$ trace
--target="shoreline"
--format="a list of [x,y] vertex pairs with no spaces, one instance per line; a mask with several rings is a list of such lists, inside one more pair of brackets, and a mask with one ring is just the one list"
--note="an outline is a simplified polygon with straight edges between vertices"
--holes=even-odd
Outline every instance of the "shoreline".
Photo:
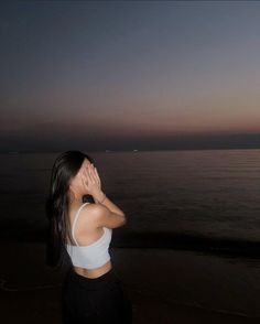
[[[1,245],[1,252],[6,260],[0,273],[1,280],[4,279],[6,283],[1,288],[19,290],[0,289],[2,318],[7,318],[9,323],[12,321],[13,323],[18,321],[20,323],[36,321],[39,324],[46,321],[62,323],[59,298],[66,269],[55,272],[44,266],[43,244],[6,242]],[[231,300],[226,303],[228,307],[223,307],[225,304],[221,301],[223,296],[228,298],[229,294],[231,298],[237,294],[237,302],[241,303],[243,295],[246,299],[251,294],[248,292],[247,296],[247,292],[243,292],[243,295],[239,296],[242,285],[237,289],[236,284],[241,283],[243,277],[235,280],[229,278],[228,273],[239,269],[236,268],[239,266],[241,267],[240,276],[243,276],[246,270],[248,278],[251,278],[251,274],[258,276],[258,269],[249,269],[247,266],[242,268],[243,263],[239,260],[227,262],[217,257],[199,256],[187,251],[115,247],[111,248],[110,255],[113,268],[132,301],[133,324],[260,322],[257,295],[251,296],[251,301],[256,300],[254,307],[251,305],[251,312],[248,309],[245,313],[243,304],[239,310]],[[248,284],[252,283],[253,281]],[[229,288],[226,287],[227,284]],[[221,292],[218,292],[217,298],[208,295],[215,287],[218,287]],[[199,293],[198,289],[201,289]]]

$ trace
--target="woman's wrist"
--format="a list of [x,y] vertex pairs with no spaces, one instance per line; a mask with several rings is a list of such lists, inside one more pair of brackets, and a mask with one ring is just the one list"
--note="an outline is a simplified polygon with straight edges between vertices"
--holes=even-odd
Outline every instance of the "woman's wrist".
[[98,194],[94,195],[94,199],[99,204],[102,204],[106,198],[107,198],[107,196],[102,191],[100,191]]

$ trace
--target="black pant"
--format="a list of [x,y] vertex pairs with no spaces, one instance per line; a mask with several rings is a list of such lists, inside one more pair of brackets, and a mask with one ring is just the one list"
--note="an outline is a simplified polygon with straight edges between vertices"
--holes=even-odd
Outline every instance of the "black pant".
[[86,278],[69,269],[63,284],[64,324],[131,324],[132,304],[111,269]]

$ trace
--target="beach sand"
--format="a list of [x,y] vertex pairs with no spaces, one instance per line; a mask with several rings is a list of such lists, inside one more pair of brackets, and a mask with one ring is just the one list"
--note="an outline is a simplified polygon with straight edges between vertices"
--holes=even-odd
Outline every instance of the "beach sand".
[[[45,267],[44,251],[43,244],[1,244],[1,323],[62,324],[66,270]],[[230,277],[236,261],[164,249],[112,248],[111,258],[132,301],[133,324],[260,323],[259,289],[242,291],[245,271],[253,288],[257,268]]]

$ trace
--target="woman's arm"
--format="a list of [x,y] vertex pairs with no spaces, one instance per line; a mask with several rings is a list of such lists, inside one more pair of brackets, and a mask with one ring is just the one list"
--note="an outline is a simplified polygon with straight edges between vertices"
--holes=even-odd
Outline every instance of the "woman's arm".
[[113,204],[102,192],[101,181],[98,175],[97,169],[93,164],[87,164],[83,171],[83,184],[95,201],[96,204],[106,206],[111,213],[124,217],[124,213]]
[[93,196],[96,204],[102,204],[106,206],[110,212],[124,216],[124,213],[116,205],[113,204],[107,195],[100,190],[97,194]]

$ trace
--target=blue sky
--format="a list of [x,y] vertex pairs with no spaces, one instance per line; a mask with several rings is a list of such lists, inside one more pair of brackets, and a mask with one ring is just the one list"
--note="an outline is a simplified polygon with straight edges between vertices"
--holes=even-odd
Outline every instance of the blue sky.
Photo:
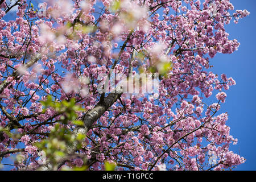
[[[214,67],[210,71],[218,75],[226,73],[237,83],[226,92],[228,97],[220,111],[228,113],[227,125],[231,128],[231,134],[238,139],[230,149],[246,159],[235,170],[256,170],[256,1],[230,1],[235,9],[247,9],[251,14],[237,24],[232,23],[226,26],[230,39],[237,39],[241,46],[231,55],[218,54],[211,59]],[[208,101],[216,102],[214,95]]]
[[[218,54],[210,63],[214,66],[213,72],[218,75],[225,73],[237,84],[226,92],[228,97],[220,111],[228,113],[226,124],[231,128],[231,135],[238,139],[230,149],[246,159],[235,170],[256,170],[256,1],[230,2],[235,9],[247,9],[251,13],[238,24],[226,27],[230,39],[237,39],[241,46],[231,55]],[[216,102],[213,95],[211,98]]]

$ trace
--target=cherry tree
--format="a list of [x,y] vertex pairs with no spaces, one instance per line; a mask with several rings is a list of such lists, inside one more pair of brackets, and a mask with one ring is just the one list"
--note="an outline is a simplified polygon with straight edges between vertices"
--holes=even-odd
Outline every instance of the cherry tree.
[[237,50],[225,26],[247,10],[229,0],[0,7],[2,165],[14,158],[14,170],[221,170],[245,162],[229,149],[237,139],[219,111],[236,82],[213,73],[211,59]]

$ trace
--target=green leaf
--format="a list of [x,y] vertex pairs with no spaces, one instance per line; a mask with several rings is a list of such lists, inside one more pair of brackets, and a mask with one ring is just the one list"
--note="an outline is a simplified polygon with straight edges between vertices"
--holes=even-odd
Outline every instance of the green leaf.
[[82,134],[81,133],[79,133],[77,135],[77,136],[76,137],[76,139],[78,140],[82,140],[85,138],[85,135],[84,134]]
[[119,1],[114,1],[112,3],[110,9],[113,11],[116,11],[120,8],[120,6],[121,2]]

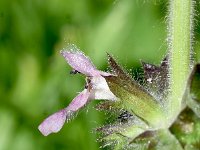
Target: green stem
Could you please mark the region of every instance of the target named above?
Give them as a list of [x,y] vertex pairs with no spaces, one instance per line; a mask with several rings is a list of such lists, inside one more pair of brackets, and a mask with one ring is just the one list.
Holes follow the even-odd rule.
[[168,119],[172,123],[182,109],[182,97],[190,73],[193,2],[170,0],[169,11]]

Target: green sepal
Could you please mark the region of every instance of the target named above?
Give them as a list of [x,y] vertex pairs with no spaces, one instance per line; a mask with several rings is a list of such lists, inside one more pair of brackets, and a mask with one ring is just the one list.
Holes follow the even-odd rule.
[[137,84],[110,56],[115,76],[105,77],[110,90],[120,99],[120,107],[143,119],[153,128],[165,125],[165,112],[160,103]]
[[162,61],[160,66],[154,64],[146,63],[141,61],[144,70],[144,81],[145,86],[148,91],[151,91],[159,97],[160,101],[166,99],[167,88],[169,86],[168,82],[168,56],[166,56]]

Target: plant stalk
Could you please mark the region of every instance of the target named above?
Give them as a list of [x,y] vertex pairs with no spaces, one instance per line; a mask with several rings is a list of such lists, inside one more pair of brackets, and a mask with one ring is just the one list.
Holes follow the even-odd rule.
[[169,5],[169,125],[182,109],[191,70],[193,0],[170,0]]

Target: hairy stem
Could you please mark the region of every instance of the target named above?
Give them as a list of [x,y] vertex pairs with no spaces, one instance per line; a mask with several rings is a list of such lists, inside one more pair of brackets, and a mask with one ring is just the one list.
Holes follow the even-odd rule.
[[[182,97],[190,73],[192,51],[192,0],[170,0],[169,6],[169,123],[182,109]],[[169,124],[170,125],[170,124]]]

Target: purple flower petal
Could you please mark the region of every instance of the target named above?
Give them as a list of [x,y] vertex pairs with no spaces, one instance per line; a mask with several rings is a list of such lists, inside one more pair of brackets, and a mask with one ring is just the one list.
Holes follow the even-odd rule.
[[93,77],[90,99],[116,100],[116,96],[110,91],[106,80],[102,76]]
[[[69,51],[70,50],[70,51]],[[90,59],[86,57],[75,46],[70,46],[67,50],[61,50],[60,53],[67,60],[67,63],[75,70],[85,74],[86,76],[99,75],[96,67]]]
[[66,119],[69,120],[72,113],[82,108],[87,102],[90,92],[85,89],[76,96],[69,106],[59,112],[54,113],[45,119],[38,127],[40,132],[47,136],[50,133],[56,133],[63,127]]
[[90,92],[87,89],[84,89],[78,96],[76,96],[69,106],[66,108],[66,111],[77,111],[87,104]]
[[56,133],[60,131],[62,126],[65,123],[67,116],[67,112],[65,109],[62,109],[53,115],[49,116],[47,119],[45,119],[38,127],[40,132],[44,135],[47,136],[50,133]]

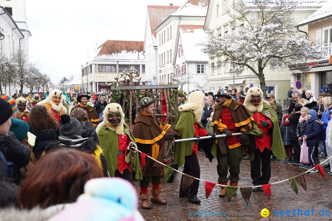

_ _ _ _ _

*Goal*. Count the lines in the items that contain the word "shoreline", and give only that number.

*The reply*. 2